• [TEXTE FOURNI]:

Lac Tchad : un désert de réactions internationales de plus en plus problématique

Par GV Publié le 24 mars 2016 à 15 h 48

En attendant la COP22, qui se tiendra à Marrakech en novembre prochain, les politiques de réductions de gaz à effet de serre promises lors de la COP21 doivent entrer en œuvre. Si, sur le papier, la marche à suivre est claire, la lutte concrète contre le réchauffement climatique connait parfois des retards catastrophiques, comme dans la région du lac Tchad. Idriss Déby, le président tchadien, avait réclamé en décembre dernier à Paris l’attention de la communauté internationale sur le sujet.

Le réchauffement climatique est en marche et sa trajectoire paraît inarrêtable lorsque l'on se penche sur le cas du lac Tchad. Niché à la frontière du Tchad, du Cameroun, du Nigeria et du Niger, ce lac ou plutôt ce bassin de vie est en voie de dépérissement depuis soixante ans. Sa surface diminue chaque année à un rythme si élevé que le lac ne fait plus que 10 % de sa surface d'origine. Catastrophe environnementale d'une rare ampleur, la situation du lac Tchad est sur les lèvres des leaders internationaux à chaque conférence sur le climat, mais peu a déjà été fait pour enrayer ce phénomène.

Idriss Déby, la voix de la COP21 pour le lac Tchad

Présentée comme le Sommet de la dernière chance, la COP21 s'est finalement achevée sur un consensus heureux. Les Etats se sont engagés à contenir « l'élévation de la température moyenne de la planète nettement au-dessous de 2 °C » afin d'éviter le pire prévu par l'immense majorité de la communauté scientifique. Le texte, lorsqu'il sera ratifié par chacun des Etats, entrera en vigueur en 2020. Les quatre années qui nous séparent de cette date sont à marquer du sceau de la mobilisation car la crise est bien avancée sur certains points du globe. Le lac Tchad connaît actuellement un destin similaire à la mer d'Aral et seuls de lourds investissements peuvent sauver un lac qui fait vivre 50 millions de personnes.

Lors de la COP21, Idriss Déby, président du Tchad, a rappelé qu'une solution technique existe pour redonner au lac assez d'eau pour le préserver de la désertification. Il faudrait pour cela détourner les eaux du fleuve Oubangui vers le lac. Une prouesse technique dont le coût est aujourd'hui une barrière jugée infranchissable : près de 4 000 milliards de FCFA. Une montagne qui malgré la bonne volonté des quatre Etats frontaliers (regroupés au sein de la Commission du bassin du lac Tchad) ne peut être franchie. Un soutien extérieur est nécessaire comme cela est prévu dans l'Accord de Paris, car ces pays sont confrontés à d'autres problèmes très sensibles et coûteux comme le terrorisme islamiste de Boko Haram.

• [ÉNONCÉ]:
Dans l'article sur le lac Tchad, recopiez tout le passage allant de « Idriss Déby, la » jusqu'à « millions de personnes. », en substituant « COP de Paris » à « COP21 ». Appuyez-vous uniquement sur l'article sur le lac Tchad.

• [DONNÉES AFFICHÉES]:

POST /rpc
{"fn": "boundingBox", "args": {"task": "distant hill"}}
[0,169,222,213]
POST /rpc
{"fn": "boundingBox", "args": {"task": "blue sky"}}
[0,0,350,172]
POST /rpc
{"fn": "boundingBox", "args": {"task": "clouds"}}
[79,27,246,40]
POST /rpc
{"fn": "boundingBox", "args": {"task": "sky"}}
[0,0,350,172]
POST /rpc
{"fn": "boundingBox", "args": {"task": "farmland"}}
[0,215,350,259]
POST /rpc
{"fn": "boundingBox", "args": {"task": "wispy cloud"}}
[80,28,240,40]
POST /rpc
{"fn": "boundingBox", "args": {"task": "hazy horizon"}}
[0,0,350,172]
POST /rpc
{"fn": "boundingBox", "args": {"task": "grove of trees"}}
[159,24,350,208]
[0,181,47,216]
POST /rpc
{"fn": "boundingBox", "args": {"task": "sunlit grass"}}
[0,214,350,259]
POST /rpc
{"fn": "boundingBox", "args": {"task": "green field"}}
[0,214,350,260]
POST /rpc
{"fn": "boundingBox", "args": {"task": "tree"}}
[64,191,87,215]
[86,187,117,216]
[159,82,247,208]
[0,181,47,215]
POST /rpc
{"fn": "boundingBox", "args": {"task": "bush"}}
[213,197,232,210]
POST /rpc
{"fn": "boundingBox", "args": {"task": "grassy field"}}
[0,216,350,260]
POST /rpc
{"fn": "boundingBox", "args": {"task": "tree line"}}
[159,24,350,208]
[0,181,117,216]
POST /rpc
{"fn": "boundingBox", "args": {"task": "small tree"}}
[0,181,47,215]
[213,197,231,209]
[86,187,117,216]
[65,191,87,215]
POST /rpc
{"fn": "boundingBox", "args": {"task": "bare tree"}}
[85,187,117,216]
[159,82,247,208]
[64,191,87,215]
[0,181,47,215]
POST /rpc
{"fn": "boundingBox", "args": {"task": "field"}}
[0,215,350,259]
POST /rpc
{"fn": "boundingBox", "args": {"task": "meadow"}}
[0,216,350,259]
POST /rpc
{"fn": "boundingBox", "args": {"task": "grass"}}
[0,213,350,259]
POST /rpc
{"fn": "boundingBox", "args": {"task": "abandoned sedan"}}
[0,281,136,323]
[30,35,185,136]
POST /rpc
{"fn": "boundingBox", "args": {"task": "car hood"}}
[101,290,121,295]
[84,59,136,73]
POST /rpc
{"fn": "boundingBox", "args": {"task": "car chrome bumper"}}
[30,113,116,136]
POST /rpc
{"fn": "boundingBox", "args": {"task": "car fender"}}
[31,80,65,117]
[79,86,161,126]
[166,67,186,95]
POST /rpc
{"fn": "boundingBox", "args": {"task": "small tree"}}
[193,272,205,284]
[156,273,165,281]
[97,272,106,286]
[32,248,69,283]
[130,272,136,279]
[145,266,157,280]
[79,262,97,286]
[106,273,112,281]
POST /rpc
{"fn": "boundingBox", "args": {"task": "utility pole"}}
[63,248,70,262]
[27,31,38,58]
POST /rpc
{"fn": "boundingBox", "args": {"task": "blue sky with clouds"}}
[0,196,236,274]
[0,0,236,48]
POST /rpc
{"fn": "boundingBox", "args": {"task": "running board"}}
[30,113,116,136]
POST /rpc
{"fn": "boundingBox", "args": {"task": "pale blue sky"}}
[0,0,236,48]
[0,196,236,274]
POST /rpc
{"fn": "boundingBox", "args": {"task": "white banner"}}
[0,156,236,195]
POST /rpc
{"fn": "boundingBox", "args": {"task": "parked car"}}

• [CORRIGÉ]:
Idriss Déby, la voix de la COP de Paris pour le lac Tchad

Présentée comme le Sommet de la dernière chance, la COP de Paris s'est finalement achevée sur un consensus heureux. Les Etats se sont engagés à contenir « l'élévation de la température moyenne de la planète nettement au-dessous de 2 °C » afin d'éviter le pire prévu par l'immense majorité de la communauté scientifique. Le texte, lorsqu'il sera ratifié par chacun des Etats, entrera en vigueur en 2020. Les quatre années qui nous séparent de cette date sont à marquer du sceau de la mobilisation car la crise est bien avancée sur certains points du globe. Le lac Tchad connaît actuellement un destin similaire à la mer d'Aral et seuls de lourds investissements peuvent sauver un lac qui fait vivre 50 millions de personnes.